## begin GIVEN TEXT

The data and image models we learned about last time gave us a language for talking about visualization design. Today, we'll be more concrete by using those models to construct visualizations.

In particular, we'll be using [Altair](https://altair-viz.github.io/) which provides a Pythonic interface to the [Vega-Lite](https://vega.github.io/vega-lite/) visualization grammar. By "grammar", we mean that the *data*, *transformations*, *marks*, and *encoding channels* we learned about last time are all exposed as building blocks. Creating visualizations involves combining these building blocks, and describing their properties, rather than writing for-loops and low-level drawing commands. This approach is known as *declarative specification*: describing *what* we want the visualization to look like, rather than *how* it should be computed and drawn. 

To learn more about Vega-Lite and declarative specification, watch the [Vega-Lite presentation video from OpenVisConf 2017](https://www.youtube.com/watch?v=9uaHRWj04D4).

This notebook will guide you through the basic process of creating visualizations in Altair. We recommend keeping a reference to the [Altair documentation](https://altair-viz.github.io/) handy!

## Imports

To start, we must import the necessary libraries: Pandas for data frames and Altair for visualization.

In [0]:
import pandas as pd
import altair as alt

## Data

Data in Altair is built around the Pandas data frame, which consists of a set of named data *columns*. We will also regularly refer to data columns as data *fields*.

Altair makes it easy to load example datasets from the [vega-datasets](https://github.com/vega/vega-datasets) collection into a Pandas data frame. In this notebook, we will be visualizing global health and population data for a number of countries, over the time period of 1955 to 2005. The data was collected by the [Gapminder Foundation](https://www.gapminder.org/) and shared in [Hans Rosling's popular TED talk](https://www.youtube.com/watch?v=hVimVzgtD6w). If you haven't seen the talk, we encourage you to watch it!

In [0]:
from vega_datasets import data as vega_data
data = vega_data.gapminder()

How big is the data?

In [0]:
data.shape

(693, 6)

That's 693 rows, and 6 columns! 

We can also take a peak at the data to examine it in more detail:

In [0]:
data.head(5)

Unnamed: 0,cluster,country,fertility,life_expect,pop,year
0,0,Afghanistan,7.7,30.332,8891209,1955
1,0,Afghanistan,7.7,31.997,9829450,1960
2,0,Afghanistan,7.7,34.02,10997885,1965
3,0,Afghanistan,7.7,36.088,12430623,1970
4,0,Afghanistan,7.7,38.438,14132019,1975


So, for each `country` and `year` (in 5-year intervals), we have measures of fertility in terms of the number of children per woman (`fertility`), life expectancy in years (`life_expect`), and total population (`pop`).

## end GIVEN TEXT
## begin DATA SEGMENT

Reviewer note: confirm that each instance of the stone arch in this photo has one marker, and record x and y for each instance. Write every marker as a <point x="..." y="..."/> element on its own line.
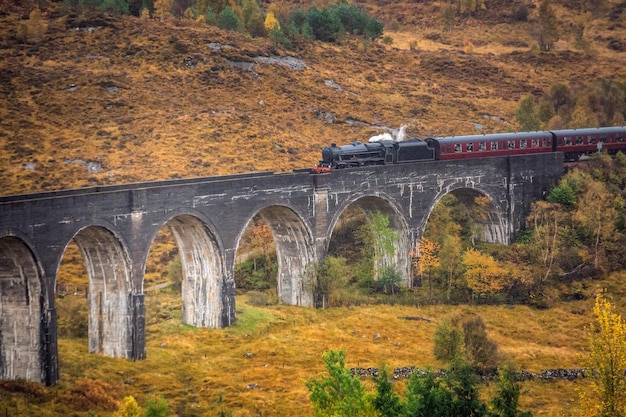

## end DATA SEGMENT

REQUIREMENT A
In the Altair tutorial, which organization collected the global health and population data?
REQUIREMENT B
Write the next part of the Altair tutorial, starting right after its final sentence.
The material is unrelated to anything asked here and can be left aside.

EXPECTED OUTPUT A
The Gapminder Foundation collected it.

EXPECTED OUTPUT B
We also see a `cluster` field with an integer code. What might this represent? We'll try and solve this mystery as we visualize the data!

We can also create a smaller data frame, but filtering down the data like so:

In [0]:
data2000 = data.loc[data['year'] == 2000]

In [0]:
data2000.head(5)

Unnamed: 0,cluster,country,fertility,life_expect,pop,year
9,0,Afghanistan,7.4792,42.129,23898198,2000
20,3,Argentina,2.35,74.34,37497728,2000
31,3,Aruba,2.124,73.451,69539,2000
42,4,Australia,1.756,80.37,19164620,2000
53,1,Austria,1.382,78.98,8113413,2000


For more information about data frames - and some useful transformations to prepare Pandas data frames for plotting with Altair! - see the [Specifying Data with Altair documentation](https://altair-viz.github.io/user_guide/data.html).

## The Chart Object

The fundamental object in Altair is the `Chart`, which takes a data frame as a single argument:

In [0]:
chart = alt.Chart(data2000)

So far, we have defined the `Chart` object and passed it the simple data frame we generated above. We have not yet told the chart to *do* anything with the data.

## Marks and Encodings

With a chart object in hand, we can now specify how we would like the data to be visualized. We first indicate what kind of graphical *mark* (geometric shape) we want to use to represent the data. We can set the `mark` attribute of the chart object using the the `Chart.mark_*` methods.

For example, we can show the data as a point using `Chart.mark_point()`:

In [0]:
alt.Chart(data2000).mark_point()

Here the rendering consists of one point per row in the dataset, all plotted on top of each other, since we have not yet specified positions for these points.

To visually separate the points, we can map various *encoding channels*, or *channels* for short, to fields in the dataset. For example, we could *encode* the field `fertility` of the data with the `x` channel, which represents the x-axis position of the points. To specify this, use the `Chart.encode` method:

In [0]:
alt.Chart(data2000).mark_point().encode(
  x='fertility',
)

The `encode()` method builds a key-value mapping between encoding channels (such as `x`, `y`, `color`, `shape`, `size`, *etc.*) to fields in the dataset, accessed by field name. 

For Pandas data frames, Altair automatically determines an appropriate data type for the mapped column. In this case, Altair uses the *quantitative* type for numerical values. 

But, we can also explicitly annotate data types -- necessary when we don't use Pandas, or when we want to override the default inference (e.g., treating numeric data as nominal).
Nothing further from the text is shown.